All of the data that follows should be retyped exactly, please, except the pictures.

(INFORMATION SUPPLIED Opens)

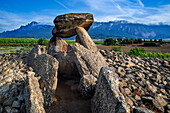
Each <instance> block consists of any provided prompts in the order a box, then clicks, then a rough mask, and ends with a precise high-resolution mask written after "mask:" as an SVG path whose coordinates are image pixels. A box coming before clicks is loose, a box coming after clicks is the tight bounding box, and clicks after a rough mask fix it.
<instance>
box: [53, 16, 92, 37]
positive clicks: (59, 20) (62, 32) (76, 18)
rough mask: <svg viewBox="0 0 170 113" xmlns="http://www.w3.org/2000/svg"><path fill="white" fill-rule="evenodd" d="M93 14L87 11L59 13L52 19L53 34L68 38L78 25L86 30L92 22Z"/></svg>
mask: <svg viewBox="0 0 170 113" xmlns="http://www.w3.org/2000/svg"><path fill="white" fill-rule="evenodd" d="M93 21H94V20H93V15H92V14H89V13H70V14H64V15H59V16H57V17H56V18H55V19H54V24H55V27H54V29H53V30H52V34H53V35H54V36H58V37H62V38H68V37H72V36H74V35H76V27H78V26H80V27H83V28H85V29H86V30H87V31H88V29H89V28H90V26H91V25H92V24H93Z"/></svg>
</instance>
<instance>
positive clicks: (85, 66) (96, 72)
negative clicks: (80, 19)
mask: <svg viewBox="0 0 170 113" xmlns="http://www.w3.org/2000/svg"><path fill="white" fill-rule="evenodd" d="M73 50H74V54H75V64H76V66H77V68H78V71H79V73H80V75H81V76H82V79H81V80H80V90H81V93H82V95H83V96H84V97H91V96H92V95H93V92H94V89H95V85H96V81H97V77H98V75H99V72H100V69H101V67H103V66H106V65H107V63H106V62H105V59H104V57H103V56H102V55H101V54H100V52H99V51H95V52H92V51H91V50H88V49H87V48H85V47H84V46H83V45H80V44H79V43H75V44H74V45H73Z"/></svg>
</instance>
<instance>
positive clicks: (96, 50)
mask: <svg viewBox="0 0 170 113" xmlns="http://www.w3.org/2000/svg"><path fill="white" fill-rule="evenodd" d="M76 32H77V35H78V37H77V38H78V39H77V40H79V43H80V44H81V45H83V46H84V47H85V48H87V49H89V50H91V51H94V52H95V51H97V46H96V45H95V43H94V42H93V40H92V39H91V37H90V36H89V34H88V33H87V31H86V30H85V29H84V28H83V27H77V28H76Z"/></svg>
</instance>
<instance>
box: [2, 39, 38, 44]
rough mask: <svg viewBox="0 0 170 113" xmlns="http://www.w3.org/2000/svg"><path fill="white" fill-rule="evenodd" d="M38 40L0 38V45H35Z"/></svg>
mask: <svg viewBox="0 0 170 113" xmlns="http://www.w3.org/2000/svg"><path fill="white" fill-rule="evenodd" d="M37 42H38V39H31V38H0V44H9V43H37Z"/></svg>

(INFORMATION SUPPLIED Closes)

**YOUR RESPONSE**
Each <instance> block consists of any provided prompts in the order a box, then clicks, then a rough mask, and ends with a precise high-resolution mask written after "mask:" as an SVG path whose coordinates are image pixels. A box coming before clicks is loose, a box coming after clicks is the tight bounding box, and clicks after a rough mask fix it.
<instance>
box: [53, 16, 92, 37]
positive clicks: (59, 20) (62, 32) (76, 18)
rough mask: <svg viewBox="0 0 170 113" xmlns="http://www.w3.org/2000/svg"><path fill="white" fill-rule="evenodd" d="M93 14L87 11L59 13L52 19L53 34L68 38L78 25L86 30L92 22Z"/></svg>
mask: <svg viewBox="0 0 170 113" xmlns="http://www.w3.org/2000/svg"><path fill="white" fill-rule="evenodd" d="M93 21H94V20H93V15H92V14H89V13H70V14H64V15H59V16H57V17H56V18H55V19H54V24H55V27H54V29H53V30H52V34H53V35H54V36H58V37H62V38H68V37H72V36H74V35H76V27H78V26H80V27H83V28H85V29H86V30H87V31H88V29H89V28H90V26H91V25H92V24H93Z"/></svg>
</instance>
<instance>
positive clicks: (85, 66) (96, 72)
negative clicks: (80, 19)
mask: <svg viewBox="0 0 170 113" xmlns="http://www.w3.org/2000/svg"><path fill="white" fill-rule="evenodd" d="M73 50H74V54H75V64H76V66H77V68H78V71H79V73H80V75H81V76H82V79H81V80H80V90H81V93H82V95H83V96H84V97H91V96H92V95H93V92H94V89H95V85H96V81H97V77H98V75H99V72H100V69H101V67H103V66H106V65H107V63H106V62H105V59H104V57H103V56H102V55H101V54H100V52H99V51H95V52H92V51H91V50H88V49H87V48H85V47H84V46H83V45H80V44H79V43H75V44H74V45H73Z"/></svg>
</instance>
<instance>
positive clicks: (96, 50)
mask: <svg viewBox="0 0 170 113" xmlns="http://www.w3.org/2000/svg"><path fill="white" fill-rule="evenodd" d="M76 32H77V35H78V37H77V38H78V39H77V40H79V43H80V44H81V45H83V46H84V47H85V48H87V49H89V50H91V51H94V52H95V51H97V46H96V45H95V43H94V42H93V40H92V39H91V37H90V36H89V34H88V33H87V31H86V30H85V29H84V28H83V27H77V28H76Z"/></svg>
</instance>
<instance>
box: [2, 39, 38, 44]
rough mask: <svg viewBox="0 0 170 113" xmlns="http://www.w3.org/2000/svg"><path fill="white" fill-rule="evenodd" d="M38 40L0 38V45H35Z"/></svg>
mask: <svg viewBox="0 0 170 113" xmlns="http://www.w3.org/2000/svg"><path fill="white" fill-rule="evenodd" d="M37 42H38V39H31V38H0V44H9V43H37Z"/></svg>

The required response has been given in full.